_TEXTO DE ORIGEM_

········

Nunca dei aula para crianças. Não sei dar bom dia para mais de cinco delas juntas. Tenho medo de parecer apresentadora de programa infantil. Escrevi um livro para a molecada mirim baseado nos diálogos que tive com Yuki. E só.

Pois não é que contribuíram lá com um tanto no financiamento coletivo para receberem a palestra nas escolas? E agora?!

Comigo é tudo assim. Não penso. Vou fazendo, vou oferecendo coisas no calor das ideias e quando vejo tô desesperada com um desafio enorme pela frente.

Vou dizer o que aconteceu. Peguei todos os livros que tinha sobre o tema. Reli várias passagens. Refiz várias contas para aquecer os neurônios. Separei fotos do CERN, montei os slides tudo em sequência cronológica. Lindinho. Coloquei ilustrações do livro do Isaac para embelezar a palestra. Estou há umas duas semanas fazendo isso. Ontem à noite terminei. Ufa! Em tempo.

A palestra foi hoje pela manhã no CEAT em Santa Teresa.

Acordei três e meia da madrugada. E não dormi mais. Fiquei pensando nos slides, no livro, nas metodologias tradicionais que massacram a criança de informação que elas não querem saber.

E pensei no quanto a curiosidade move um cientista.

Mudei tudo.

Decidi não usar nada que levei dias preparando.

Às onze da manhã estava diante uma turma de uns 50 alunos com idade em torno de dez anos. Apavorada como ficam todos que vão fazer algo que não tem a menor ideia no que vai dar.

········

_DADOS ARMAZENADOS_

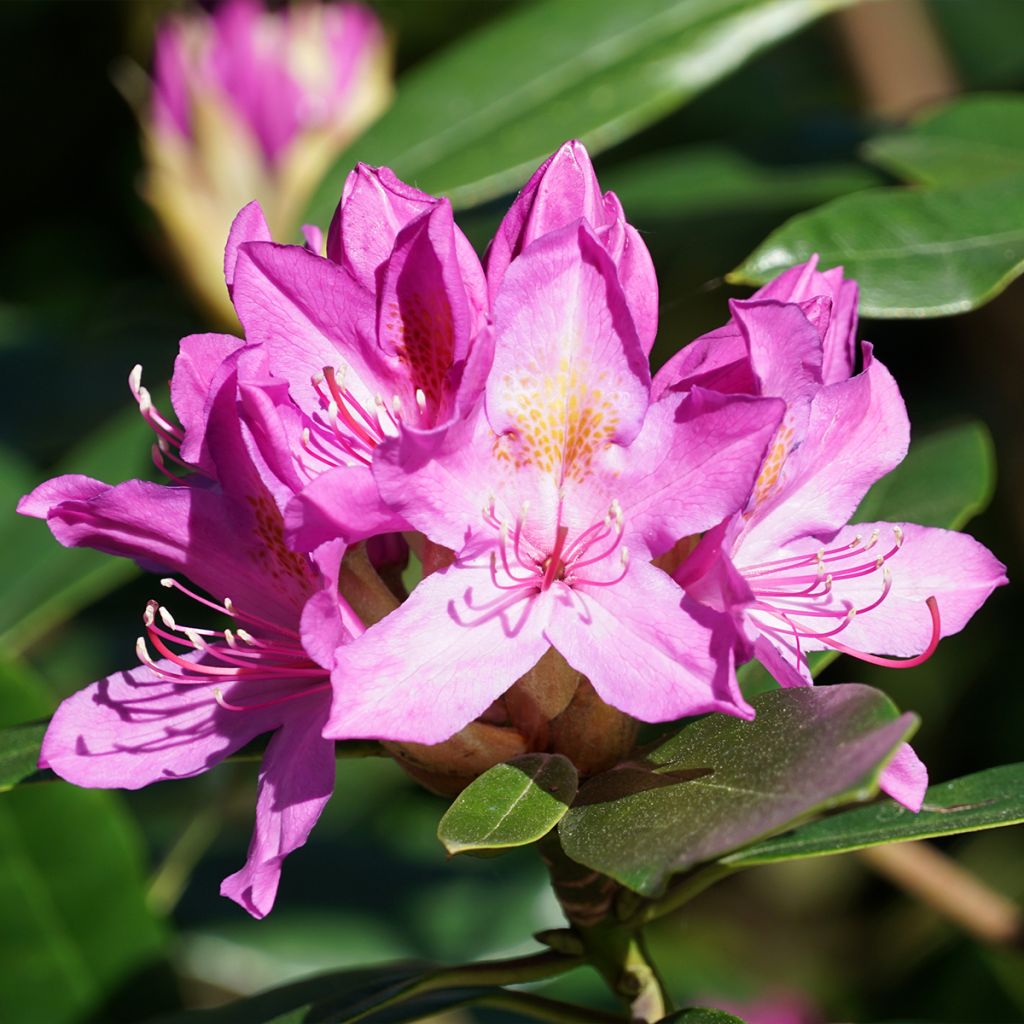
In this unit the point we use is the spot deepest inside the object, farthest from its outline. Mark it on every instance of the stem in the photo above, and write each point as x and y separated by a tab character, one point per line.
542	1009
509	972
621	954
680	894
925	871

········

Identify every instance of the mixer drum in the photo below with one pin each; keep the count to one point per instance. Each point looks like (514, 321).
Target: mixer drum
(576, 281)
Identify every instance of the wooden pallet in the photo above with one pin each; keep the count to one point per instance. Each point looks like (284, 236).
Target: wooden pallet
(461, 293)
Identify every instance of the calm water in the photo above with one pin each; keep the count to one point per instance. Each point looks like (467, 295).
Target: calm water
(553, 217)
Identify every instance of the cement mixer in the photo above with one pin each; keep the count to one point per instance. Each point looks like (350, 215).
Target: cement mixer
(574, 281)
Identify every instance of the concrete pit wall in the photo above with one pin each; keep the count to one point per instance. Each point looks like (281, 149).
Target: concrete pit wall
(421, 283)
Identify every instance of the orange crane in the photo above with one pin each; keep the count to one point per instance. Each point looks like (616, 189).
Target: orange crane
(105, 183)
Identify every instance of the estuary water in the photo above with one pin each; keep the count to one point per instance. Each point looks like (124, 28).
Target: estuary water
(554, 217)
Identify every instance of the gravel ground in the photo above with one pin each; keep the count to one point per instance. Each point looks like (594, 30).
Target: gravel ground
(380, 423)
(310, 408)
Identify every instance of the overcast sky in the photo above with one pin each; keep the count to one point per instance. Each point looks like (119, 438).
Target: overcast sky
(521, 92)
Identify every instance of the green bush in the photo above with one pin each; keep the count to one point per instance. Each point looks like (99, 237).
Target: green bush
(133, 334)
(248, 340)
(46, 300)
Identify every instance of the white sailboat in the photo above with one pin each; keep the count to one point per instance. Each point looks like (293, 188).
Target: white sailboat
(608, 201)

········

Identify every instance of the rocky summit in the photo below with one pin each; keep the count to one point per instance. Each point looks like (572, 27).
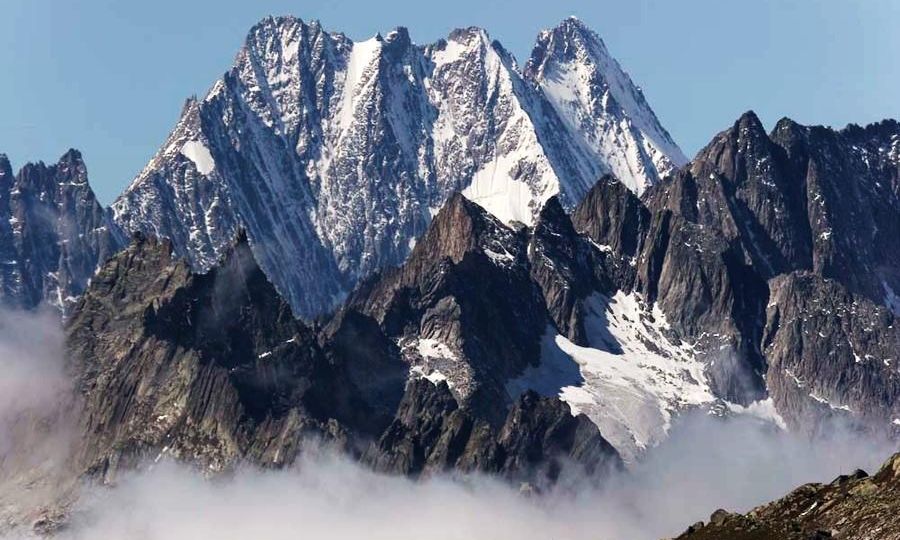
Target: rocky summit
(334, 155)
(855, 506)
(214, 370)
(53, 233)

········

_TAREFAS A REALIZAR_
1) Transcreva o trecho do relato sobre a palestra que vai de "Acordei três e" até "que vai dar.", com ambos incluídos.
2) Responda às perguntas abaixo com base no relato sobre a palestra.
(a) Em que local e bairro a palestra foi realizada?
(b) Quantos alunos havia na turma, e qual era a idade aproximada deles?
(c) Com quem foram os diálogos que serviram de base para o livro?
3) Escreva a continuação do relato sobre a palestra, começando logo depois da última frase apresentada.

_RESPOSTAS DO EXERCÍCIO_
1)
Acordei três e meia da madrugada. E não dormi mais. Fiquei pensando nos slides, no livro, nas metodologias tradicionais que massacram a criança de informação que elas não querem saber.

E pensei no quanto a curiosidade move um cientista.

Mudei tudo.

Decidi não usar nada que levei dias preparando.

Às onze da manhã estava diante uma turma de uns 50 alunos com idade em torno de dez anos. Apavorada como ficam todos que vão fazer algo que não tem a menor ideia no que vai dar.

2)
(a) No CEAT, em Santa Teresa.
(b) Cerca de 50 alunos, com idade em torno de dez anos.
(c) Com Yuki.

3)
– Bom dia. Meu nome é Elika Takimoto. Vim aqui dar uma palestra. Mas não vou falar nada a não ser que seja perguntada. Só darei a primeira informação. Se vocês não perguntarem nada, eu muda ficarei. Meu nome é Elika, sou professora de Física e fiz um curso de Física de Partículas no maior laboratório de física do mundo.

Pronto. Me calei.

Umas oito crianças levantaram a mão.

– O que é física?
– Esse laboratório fica onde?
– O que se estuda lá?
– Física de Partículas? Tem outros tipos de física? Por que a divisão da física?

Respondi todas as questões. E a cada resposta mais crianças sinalizavam que queriam participar.

E assim, por uma hora e meia, tive várias pessoinhas me bombardeando com pontos de interrogação. Falamos sobre Big Bang, sobre a origem da massa, sobre Física Quântica, sobre a natureza da luz, sobre buracos negros, sobre a relatividade de Einstein, sobre Deus, sobre espaço e tempo e sobre o espaço-tempo, enfim, sobre Ciência sem rodeios.

Tive que interromper e sinalizar que a palestra estava terminando. Ao final, deixei claro para as crianças que todas as perguntas que elas me fizeram foram feitas pelos maiores cientistas que já passaram pela Terra e várias delas ainda estão sendo respondidas lá no CERN, o maior laboratório de física do mundo.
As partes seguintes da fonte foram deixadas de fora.